The input =
=== Begin Enclosure ===

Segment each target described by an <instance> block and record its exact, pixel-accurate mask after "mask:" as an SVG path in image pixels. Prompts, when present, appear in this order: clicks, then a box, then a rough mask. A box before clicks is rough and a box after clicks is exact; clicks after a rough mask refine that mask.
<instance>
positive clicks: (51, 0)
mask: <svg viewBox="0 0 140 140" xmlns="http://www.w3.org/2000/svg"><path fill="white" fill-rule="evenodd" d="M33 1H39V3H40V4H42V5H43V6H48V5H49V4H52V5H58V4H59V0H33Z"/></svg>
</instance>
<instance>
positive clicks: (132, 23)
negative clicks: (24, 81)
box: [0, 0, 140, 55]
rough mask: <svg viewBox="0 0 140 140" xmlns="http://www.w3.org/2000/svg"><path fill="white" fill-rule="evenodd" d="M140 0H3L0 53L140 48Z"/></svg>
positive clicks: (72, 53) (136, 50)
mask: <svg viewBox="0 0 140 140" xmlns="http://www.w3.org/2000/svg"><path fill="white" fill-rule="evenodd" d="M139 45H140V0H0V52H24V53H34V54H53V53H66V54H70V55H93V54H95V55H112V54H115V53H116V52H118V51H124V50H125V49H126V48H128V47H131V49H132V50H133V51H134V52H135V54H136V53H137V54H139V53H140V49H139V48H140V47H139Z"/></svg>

=== End Enclosure ===

What you should do =
Write out each line above that contains the word "rough".

Answer area =
Segment each target described by an <instance> block and record its exact, pixel-accurate mask after "mask:" as an SVG path in image pixels. Prompts, when present, appear in this order: clicks, then a box, then a rough mask. A box before clicks is rough and a box after clicks is exact; clicks after a rough mask refine that mask.
rough mask: <svg viewBox="0 0 140 140" xmlns="http://www.w3.org/2000/svg"><path fill="white" fill-rule="evenodd" d="M140 0H3L0 53L140 48Z"/></svg>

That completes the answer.